### TASK INPUT ###

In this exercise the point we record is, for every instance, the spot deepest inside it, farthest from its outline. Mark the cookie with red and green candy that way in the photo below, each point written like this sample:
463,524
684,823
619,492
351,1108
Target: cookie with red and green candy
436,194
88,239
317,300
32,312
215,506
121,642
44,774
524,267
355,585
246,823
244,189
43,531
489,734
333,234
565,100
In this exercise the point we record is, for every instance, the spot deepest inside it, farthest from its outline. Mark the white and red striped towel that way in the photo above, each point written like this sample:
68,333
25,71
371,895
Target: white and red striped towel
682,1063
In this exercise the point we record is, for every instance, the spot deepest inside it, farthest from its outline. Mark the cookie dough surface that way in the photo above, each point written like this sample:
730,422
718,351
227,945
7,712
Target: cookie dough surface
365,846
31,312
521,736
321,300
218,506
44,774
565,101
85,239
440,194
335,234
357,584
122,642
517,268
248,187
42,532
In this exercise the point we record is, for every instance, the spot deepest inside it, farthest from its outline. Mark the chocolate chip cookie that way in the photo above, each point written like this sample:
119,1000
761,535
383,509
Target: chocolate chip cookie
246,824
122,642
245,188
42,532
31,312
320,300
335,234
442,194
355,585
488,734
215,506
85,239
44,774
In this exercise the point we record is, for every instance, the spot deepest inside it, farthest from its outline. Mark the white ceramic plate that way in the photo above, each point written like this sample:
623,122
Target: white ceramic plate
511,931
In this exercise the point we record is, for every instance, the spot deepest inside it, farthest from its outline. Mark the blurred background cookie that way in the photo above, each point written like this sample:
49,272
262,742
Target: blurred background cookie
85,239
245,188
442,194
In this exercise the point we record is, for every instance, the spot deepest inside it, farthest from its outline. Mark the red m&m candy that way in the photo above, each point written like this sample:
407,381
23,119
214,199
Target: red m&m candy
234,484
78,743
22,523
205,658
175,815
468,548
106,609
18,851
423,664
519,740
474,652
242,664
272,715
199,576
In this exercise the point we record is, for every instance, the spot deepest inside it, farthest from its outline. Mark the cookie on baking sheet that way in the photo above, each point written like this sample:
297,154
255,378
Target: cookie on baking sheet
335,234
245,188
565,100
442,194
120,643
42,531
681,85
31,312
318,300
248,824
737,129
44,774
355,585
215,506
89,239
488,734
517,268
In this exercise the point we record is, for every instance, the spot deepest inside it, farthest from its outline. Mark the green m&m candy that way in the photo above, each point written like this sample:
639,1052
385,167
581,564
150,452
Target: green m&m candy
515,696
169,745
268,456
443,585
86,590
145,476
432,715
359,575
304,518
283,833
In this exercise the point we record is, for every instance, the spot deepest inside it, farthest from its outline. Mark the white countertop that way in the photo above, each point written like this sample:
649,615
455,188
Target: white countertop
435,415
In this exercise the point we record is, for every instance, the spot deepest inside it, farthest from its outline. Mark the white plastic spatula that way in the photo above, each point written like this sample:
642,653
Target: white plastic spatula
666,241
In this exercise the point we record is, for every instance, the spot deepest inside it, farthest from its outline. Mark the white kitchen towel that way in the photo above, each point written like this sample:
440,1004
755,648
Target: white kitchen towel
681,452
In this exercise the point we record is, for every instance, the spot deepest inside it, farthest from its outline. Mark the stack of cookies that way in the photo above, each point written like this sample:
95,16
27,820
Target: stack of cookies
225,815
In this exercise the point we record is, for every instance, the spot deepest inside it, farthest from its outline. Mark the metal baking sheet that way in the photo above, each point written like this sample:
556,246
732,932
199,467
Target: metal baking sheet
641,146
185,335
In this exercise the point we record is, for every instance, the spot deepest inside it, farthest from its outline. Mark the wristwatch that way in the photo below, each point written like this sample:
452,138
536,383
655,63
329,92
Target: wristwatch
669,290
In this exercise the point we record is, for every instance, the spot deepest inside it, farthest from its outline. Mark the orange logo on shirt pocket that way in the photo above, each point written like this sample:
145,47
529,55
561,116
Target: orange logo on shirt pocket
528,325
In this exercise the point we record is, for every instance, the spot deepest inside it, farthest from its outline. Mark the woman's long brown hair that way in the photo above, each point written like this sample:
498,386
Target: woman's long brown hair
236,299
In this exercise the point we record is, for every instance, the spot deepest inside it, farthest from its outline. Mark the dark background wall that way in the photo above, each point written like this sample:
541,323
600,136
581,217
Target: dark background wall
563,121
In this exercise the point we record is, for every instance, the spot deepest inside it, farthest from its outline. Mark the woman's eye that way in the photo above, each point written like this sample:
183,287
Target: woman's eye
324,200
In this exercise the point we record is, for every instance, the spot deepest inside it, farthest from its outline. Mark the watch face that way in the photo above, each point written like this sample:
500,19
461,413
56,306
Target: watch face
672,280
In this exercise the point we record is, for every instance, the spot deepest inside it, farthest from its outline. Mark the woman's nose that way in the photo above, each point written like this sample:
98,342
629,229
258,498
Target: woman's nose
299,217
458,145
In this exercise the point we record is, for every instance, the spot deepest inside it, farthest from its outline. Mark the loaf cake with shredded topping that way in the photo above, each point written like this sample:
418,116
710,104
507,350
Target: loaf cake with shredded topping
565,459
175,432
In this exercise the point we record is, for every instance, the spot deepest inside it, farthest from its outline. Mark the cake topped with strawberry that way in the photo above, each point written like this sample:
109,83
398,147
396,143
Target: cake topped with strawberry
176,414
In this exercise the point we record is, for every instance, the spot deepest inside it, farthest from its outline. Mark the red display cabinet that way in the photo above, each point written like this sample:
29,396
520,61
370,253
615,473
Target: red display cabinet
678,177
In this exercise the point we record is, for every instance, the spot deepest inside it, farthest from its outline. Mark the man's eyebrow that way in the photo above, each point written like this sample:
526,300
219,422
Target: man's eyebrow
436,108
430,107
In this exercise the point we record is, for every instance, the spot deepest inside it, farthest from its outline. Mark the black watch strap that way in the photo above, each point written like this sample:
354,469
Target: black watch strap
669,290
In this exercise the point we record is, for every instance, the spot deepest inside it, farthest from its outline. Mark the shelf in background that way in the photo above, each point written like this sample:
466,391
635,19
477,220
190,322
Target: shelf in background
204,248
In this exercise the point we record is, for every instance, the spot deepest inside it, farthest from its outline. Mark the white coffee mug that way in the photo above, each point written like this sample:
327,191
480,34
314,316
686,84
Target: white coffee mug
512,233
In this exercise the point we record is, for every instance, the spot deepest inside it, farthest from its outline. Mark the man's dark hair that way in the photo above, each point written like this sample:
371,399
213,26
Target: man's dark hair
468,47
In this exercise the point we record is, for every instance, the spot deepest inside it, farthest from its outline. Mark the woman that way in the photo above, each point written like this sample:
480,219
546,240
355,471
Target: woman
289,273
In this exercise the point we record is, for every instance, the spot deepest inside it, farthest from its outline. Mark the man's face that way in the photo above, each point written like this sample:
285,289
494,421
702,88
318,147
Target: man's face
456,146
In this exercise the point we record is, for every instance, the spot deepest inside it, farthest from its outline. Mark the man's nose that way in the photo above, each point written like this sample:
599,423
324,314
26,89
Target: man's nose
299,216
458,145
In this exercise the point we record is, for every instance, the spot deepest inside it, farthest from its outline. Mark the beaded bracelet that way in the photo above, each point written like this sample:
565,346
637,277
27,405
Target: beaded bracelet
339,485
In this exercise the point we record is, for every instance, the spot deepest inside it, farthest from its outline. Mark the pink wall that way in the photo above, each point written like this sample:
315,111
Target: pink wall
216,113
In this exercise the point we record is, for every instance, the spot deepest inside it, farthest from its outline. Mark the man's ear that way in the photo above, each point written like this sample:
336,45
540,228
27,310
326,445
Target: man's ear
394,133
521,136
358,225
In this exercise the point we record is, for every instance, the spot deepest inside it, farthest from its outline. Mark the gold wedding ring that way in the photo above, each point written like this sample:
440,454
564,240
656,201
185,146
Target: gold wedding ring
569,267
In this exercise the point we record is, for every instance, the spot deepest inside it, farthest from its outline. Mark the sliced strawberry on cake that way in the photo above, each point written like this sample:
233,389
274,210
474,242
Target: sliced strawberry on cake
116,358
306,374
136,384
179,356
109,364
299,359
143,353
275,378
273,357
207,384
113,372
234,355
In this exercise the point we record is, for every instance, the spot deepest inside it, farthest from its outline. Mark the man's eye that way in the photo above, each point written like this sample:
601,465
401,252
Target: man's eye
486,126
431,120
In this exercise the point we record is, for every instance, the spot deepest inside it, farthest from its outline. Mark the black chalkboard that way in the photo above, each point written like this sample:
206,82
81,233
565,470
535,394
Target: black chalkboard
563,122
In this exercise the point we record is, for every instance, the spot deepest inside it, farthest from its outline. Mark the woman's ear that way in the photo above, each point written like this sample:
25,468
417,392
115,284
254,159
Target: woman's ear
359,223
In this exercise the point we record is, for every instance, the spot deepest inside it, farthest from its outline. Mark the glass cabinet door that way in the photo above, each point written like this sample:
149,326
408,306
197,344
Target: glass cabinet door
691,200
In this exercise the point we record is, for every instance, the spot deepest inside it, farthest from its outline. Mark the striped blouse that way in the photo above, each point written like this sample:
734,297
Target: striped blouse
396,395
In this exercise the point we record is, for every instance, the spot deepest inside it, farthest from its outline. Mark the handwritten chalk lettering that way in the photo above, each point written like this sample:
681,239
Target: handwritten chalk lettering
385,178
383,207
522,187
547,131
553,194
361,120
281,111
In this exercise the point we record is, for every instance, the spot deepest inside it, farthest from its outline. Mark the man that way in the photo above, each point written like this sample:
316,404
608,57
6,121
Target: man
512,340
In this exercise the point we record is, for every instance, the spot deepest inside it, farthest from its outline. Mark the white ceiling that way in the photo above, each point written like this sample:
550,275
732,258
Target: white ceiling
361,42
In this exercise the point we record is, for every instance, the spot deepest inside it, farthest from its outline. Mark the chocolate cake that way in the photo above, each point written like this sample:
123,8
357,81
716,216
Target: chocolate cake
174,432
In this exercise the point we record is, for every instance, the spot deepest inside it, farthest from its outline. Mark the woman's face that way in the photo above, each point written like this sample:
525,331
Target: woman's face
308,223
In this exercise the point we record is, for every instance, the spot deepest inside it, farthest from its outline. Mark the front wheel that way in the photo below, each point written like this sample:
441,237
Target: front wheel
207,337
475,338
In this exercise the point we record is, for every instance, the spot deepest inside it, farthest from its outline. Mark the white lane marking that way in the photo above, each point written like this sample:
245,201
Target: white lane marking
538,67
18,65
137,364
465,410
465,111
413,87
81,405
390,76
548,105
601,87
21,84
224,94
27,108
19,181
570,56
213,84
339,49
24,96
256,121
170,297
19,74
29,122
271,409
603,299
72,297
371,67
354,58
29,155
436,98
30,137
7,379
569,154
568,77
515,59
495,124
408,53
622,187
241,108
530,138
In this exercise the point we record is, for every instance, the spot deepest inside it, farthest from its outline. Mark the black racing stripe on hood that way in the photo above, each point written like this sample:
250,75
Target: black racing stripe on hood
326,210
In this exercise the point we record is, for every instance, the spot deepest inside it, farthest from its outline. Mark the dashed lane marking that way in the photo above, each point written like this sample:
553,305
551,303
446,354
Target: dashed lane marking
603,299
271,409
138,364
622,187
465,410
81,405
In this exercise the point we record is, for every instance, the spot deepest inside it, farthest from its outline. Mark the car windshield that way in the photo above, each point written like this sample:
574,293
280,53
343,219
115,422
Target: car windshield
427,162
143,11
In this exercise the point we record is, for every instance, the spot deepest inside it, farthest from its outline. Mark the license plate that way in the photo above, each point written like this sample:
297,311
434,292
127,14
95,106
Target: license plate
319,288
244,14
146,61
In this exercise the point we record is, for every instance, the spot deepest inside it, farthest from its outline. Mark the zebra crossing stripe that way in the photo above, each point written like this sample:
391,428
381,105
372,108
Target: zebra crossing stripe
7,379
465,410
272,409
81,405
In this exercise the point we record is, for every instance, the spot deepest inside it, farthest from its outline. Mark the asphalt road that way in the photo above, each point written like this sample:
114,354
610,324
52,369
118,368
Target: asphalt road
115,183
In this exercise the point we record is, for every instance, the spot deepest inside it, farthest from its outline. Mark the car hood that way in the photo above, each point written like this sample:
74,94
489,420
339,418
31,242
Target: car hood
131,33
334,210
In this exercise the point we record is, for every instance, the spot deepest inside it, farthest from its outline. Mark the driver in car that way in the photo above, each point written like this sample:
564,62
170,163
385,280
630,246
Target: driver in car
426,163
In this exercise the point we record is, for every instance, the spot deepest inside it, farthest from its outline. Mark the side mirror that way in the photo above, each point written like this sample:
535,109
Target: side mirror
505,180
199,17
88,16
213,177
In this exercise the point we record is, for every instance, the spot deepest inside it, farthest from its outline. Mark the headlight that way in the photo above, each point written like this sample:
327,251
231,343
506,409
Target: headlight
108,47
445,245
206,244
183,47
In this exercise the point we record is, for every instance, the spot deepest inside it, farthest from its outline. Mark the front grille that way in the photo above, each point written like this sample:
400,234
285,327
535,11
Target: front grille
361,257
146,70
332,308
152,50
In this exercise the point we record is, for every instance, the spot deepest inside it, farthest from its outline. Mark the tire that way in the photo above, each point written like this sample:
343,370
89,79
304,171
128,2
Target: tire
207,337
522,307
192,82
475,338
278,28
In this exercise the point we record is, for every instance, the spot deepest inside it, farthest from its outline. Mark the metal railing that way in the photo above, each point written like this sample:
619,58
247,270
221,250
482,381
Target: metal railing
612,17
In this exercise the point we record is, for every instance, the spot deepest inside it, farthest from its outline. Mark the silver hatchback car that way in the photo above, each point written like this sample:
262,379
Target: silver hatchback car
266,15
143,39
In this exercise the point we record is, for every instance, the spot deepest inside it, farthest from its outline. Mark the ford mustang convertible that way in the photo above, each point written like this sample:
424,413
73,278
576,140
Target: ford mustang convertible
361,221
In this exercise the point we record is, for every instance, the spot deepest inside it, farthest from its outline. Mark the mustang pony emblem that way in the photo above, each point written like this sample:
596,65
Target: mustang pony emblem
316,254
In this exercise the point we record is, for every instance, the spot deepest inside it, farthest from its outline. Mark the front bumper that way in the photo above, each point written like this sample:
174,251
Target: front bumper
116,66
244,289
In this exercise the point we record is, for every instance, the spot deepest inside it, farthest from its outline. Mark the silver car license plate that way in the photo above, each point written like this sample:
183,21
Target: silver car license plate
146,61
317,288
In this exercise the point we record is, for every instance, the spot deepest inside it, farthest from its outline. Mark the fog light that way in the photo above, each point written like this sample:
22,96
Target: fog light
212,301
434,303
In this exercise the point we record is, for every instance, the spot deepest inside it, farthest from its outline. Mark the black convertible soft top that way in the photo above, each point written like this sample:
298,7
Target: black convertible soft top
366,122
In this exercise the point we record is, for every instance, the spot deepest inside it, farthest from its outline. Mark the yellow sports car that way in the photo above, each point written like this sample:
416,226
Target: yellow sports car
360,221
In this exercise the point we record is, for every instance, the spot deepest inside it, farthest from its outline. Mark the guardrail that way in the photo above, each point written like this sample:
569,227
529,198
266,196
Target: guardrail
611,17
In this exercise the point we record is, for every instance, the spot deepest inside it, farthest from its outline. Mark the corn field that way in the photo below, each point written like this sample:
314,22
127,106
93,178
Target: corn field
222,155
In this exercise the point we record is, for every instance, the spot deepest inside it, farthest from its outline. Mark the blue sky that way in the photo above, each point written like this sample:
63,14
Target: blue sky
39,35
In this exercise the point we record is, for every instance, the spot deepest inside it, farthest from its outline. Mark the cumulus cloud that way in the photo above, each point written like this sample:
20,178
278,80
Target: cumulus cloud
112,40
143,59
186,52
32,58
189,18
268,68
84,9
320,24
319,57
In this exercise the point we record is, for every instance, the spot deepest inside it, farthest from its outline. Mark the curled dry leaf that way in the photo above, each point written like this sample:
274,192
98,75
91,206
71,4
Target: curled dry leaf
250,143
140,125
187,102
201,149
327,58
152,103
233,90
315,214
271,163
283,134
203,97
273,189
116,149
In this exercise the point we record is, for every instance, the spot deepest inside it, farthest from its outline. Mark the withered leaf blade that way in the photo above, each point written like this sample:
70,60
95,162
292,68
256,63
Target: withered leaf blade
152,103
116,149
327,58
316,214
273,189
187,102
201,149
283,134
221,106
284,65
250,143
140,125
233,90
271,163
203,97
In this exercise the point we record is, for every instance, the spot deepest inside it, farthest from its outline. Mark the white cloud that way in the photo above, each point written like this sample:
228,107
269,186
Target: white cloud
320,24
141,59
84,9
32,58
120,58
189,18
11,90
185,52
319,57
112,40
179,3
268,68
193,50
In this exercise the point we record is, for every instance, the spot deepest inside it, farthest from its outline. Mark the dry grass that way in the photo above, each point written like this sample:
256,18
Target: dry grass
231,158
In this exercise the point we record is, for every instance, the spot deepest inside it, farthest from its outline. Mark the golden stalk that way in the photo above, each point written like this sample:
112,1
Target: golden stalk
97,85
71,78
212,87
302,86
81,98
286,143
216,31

###

# DIRECTIVE
Repeat only what runs from the line holding "Mark the curled" to the end of the data, keeping every line exactly as written, first and last included.

# RESULT FOR THIS TASK
In this exercise the point we record is, for every instance, the spot deepest inside it, farthest from its outline. Mark the curled dry leaf that way in the photo above, each point written like this sample:
274,192
98,75
91,206
71,4
Target: curled dry leaf
250,143
140,125
187,102
201,149
327,58
152,103
233,90
315,214
271,163
283,134
203,97
273,189
116,149
In this exercise the point we record is, for every instance, the spot deepest inside it, farthest from its outline. Mark the withered leaf blade that way in the photo above, each point written like this sample:
70,60
95,162
292,68
256,63
Target: withered leaf blade
152,103
116,149
327,58
316,214
273,189
187,102
201,149
283,134
221,106
284,65
250,143
140,125
233,90
271,163
203,97
In this exercise the point we record is, for every instance, the spot deepest inside it, farthest from its outline. Mark the white cloud that way in the photo above, each point written like this sample:
228,107
269,186
Target: white cloud
320,24
141,59
84,9
32,58
120,58
189,18
11,90
185,52
319,57
112,40
179,3
268,68
193,50
In this exercise the point we record is, for every instance, the spot deepest inside it, farthest from its outline. Mark the dry grass that way in the photo above, each point written like this sample:
256,18
Target: dry grass
231,158
In this exercise the point we record is, for every instance, the spot deepest inside it, farthest from its outline. Mark the golden stalk that way in the photo above, each point written like this sample:
112,1
Target: golden stalk
97,85
71,78
212,87
302,86
81,98
286,143
216,31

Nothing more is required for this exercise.